**Material to process**:
:::

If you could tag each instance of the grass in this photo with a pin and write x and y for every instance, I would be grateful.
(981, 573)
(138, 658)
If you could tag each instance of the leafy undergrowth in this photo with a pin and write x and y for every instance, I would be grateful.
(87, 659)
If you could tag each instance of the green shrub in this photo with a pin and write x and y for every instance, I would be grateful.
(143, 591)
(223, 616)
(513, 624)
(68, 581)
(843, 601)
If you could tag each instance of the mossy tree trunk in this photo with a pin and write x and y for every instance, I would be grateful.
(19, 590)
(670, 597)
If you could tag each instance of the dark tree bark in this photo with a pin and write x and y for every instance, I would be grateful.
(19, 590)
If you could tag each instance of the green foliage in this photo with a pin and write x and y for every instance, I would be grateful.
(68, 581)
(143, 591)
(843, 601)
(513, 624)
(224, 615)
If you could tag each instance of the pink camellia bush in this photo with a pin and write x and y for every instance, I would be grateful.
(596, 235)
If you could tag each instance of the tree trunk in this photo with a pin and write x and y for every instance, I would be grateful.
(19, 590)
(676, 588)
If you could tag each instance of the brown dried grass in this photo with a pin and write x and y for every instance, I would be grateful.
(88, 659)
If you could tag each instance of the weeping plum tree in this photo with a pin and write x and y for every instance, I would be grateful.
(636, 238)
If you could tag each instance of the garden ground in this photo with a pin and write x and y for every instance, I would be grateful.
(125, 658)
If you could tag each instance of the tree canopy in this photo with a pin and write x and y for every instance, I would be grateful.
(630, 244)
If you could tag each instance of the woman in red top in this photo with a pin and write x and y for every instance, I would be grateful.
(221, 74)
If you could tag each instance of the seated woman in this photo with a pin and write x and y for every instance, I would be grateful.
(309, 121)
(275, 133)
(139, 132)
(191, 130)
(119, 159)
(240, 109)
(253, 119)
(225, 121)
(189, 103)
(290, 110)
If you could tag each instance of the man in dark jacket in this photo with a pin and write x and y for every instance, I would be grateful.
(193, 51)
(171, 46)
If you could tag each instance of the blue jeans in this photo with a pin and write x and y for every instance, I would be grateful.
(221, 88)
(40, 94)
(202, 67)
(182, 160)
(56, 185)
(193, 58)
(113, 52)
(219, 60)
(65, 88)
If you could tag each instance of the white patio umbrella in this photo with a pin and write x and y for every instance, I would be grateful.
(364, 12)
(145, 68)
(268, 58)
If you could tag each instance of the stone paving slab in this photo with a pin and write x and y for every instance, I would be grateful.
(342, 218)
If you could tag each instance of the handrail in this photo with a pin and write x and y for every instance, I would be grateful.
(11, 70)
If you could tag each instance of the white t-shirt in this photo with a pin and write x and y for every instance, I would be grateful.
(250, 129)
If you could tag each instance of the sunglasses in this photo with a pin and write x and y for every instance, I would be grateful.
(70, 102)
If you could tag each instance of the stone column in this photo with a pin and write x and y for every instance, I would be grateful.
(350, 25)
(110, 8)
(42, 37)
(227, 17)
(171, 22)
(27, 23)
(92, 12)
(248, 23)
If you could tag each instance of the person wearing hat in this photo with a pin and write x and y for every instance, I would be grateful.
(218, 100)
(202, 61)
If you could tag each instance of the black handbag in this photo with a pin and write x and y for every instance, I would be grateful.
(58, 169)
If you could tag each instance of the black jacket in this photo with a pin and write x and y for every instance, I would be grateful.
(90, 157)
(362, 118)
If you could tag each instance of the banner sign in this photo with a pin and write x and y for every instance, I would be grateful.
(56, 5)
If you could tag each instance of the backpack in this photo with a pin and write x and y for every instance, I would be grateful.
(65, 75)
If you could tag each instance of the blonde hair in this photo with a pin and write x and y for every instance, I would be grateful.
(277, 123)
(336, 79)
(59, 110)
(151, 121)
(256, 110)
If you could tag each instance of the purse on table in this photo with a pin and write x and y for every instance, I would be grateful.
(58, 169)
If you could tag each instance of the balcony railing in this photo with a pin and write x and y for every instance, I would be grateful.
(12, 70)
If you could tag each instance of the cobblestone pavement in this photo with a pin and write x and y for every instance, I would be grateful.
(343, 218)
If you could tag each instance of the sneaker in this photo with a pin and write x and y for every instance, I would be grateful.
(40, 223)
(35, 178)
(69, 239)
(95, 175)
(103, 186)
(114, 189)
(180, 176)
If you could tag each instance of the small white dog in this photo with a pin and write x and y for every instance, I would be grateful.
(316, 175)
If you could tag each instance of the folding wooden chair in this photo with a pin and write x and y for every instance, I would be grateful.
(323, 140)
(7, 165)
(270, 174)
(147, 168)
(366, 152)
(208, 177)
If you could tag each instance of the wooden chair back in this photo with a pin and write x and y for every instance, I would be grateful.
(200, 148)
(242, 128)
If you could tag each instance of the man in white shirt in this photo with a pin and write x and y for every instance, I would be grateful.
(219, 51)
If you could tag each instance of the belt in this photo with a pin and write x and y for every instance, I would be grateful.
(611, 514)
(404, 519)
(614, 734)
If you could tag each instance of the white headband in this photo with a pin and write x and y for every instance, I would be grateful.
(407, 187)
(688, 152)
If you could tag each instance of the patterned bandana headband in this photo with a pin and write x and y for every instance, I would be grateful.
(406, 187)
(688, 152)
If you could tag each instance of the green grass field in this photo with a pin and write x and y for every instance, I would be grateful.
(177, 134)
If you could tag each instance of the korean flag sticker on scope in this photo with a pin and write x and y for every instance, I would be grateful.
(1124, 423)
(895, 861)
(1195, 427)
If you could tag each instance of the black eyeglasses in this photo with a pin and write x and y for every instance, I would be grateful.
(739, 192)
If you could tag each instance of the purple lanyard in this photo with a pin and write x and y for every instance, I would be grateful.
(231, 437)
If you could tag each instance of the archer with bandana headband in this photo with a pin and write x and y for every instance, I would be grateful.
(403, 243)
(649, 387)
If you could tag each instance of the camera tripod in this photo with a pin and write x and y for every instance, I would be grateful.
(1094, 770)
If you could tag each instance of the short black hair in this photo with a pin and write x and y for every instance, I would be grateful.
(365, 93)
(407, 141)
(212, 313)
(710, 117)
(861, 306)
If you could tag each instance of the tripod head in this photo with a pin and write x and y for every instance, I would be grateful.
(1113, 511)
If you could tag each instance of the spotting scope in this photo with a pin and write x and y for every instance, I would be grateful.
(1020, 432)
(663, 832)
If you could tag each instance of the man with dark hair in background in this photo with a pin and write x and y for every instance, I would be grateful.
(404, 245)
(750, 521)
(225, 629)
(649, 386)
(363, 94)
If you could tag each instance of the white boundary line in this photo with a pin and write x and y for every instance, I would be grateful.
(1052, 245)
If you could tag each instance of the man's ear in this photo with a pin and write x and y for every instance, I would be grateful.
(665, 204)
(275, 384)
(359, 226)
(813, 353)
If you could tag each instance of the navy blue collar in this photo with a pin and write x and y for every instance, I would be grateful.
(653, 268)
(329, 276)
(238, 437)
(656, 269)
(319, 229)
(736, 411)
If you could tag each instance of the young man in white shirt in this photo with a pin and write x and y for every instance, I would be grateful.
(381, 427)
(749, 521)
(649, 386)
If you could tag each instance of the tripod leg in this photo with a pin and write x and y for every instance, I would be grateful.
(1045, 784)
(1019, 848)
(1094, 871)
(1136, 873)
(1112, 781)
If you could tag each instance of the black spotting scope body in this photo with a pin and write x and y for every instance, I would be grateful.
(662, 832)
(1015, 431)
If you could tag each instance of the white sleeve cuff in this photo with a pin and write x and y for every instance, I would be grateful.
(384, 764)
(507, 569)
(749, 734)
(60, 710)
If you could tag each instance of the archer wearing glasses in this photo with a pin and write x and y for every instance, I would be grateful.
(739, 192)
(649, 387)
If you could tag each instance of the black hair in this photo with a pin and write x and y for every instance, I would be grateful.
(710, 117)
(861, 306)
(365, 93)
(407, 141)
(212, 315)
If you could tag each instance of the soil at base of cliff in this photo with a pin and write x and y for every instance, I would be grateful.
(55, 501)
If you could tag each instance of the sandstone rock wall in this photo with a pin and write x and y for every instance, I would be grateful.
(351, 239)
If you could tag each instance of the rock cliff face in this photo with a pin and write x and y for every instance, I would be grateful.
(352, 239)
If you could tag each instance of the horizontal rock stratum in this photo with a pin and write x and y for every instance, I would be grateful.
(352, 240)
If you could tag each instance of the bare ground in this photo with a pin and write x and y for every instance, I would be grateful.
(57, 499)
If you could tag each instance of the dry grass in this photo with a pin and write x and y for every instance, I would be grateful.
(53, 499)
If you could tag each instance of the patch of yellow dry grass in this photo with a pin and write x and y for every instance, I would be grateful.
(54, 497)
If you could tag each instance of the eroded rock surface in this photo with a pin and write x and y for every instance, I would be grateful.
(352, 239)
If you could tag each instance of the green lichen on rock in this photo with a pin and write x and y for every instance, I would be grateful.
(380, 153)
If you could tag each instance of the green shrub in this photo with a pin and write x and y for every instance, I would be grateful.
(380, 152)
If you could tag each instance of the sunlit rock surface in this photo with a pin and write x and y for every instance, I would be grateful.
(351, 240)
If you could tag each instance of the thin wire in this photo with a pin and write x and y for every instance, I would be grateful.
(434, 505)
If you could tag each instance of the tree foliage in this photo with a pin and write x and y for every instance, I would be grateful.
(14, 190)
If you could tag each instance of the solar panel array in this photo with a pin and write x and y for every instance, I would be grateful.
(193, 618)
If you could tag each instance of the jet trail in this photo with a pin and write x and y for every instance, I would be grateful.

:::

**Do this**:
Return exactly the lines from the one containing "If you could tag each instance of the eroded" through the last line of the records above, both included, and nothing else.

**Output for this exercise**:
If you could tag each instance of the eroded rock surface in this photo with a pin and write x and y for every instance, I would be grateful.
(352, 239)
If you could tag each instance of the green lichen on rock in this photo with a pin and write x and y for every instance, I would be grateful.
(380, 153)
If you could tag each instance of the green shrub in this photo with a pin and write x and y for every instance, I would be grateful.
(380, 152)
If you could tag each instance of the sunlit rock surface in this photo with a pin and write x and y for every instance, I would be grateful.
(351, 240)
If you could tag each instance of the thin wire in this photo with a pin and write x and y for every instance, I would be grateful.
(434, 505)
If you could tag each instance of the tree foliage in this photo with a pin and write x and y for every instance, I would be grateful.
(14, 190)
If you could tag each instance of the solar panel array in this photo with a pin and write x and y for every instance, I would be grateful.
(193, 618)
If you could tag each instance of the jet trail in this photo with a pin and write x and y for every instance, I would be grateful.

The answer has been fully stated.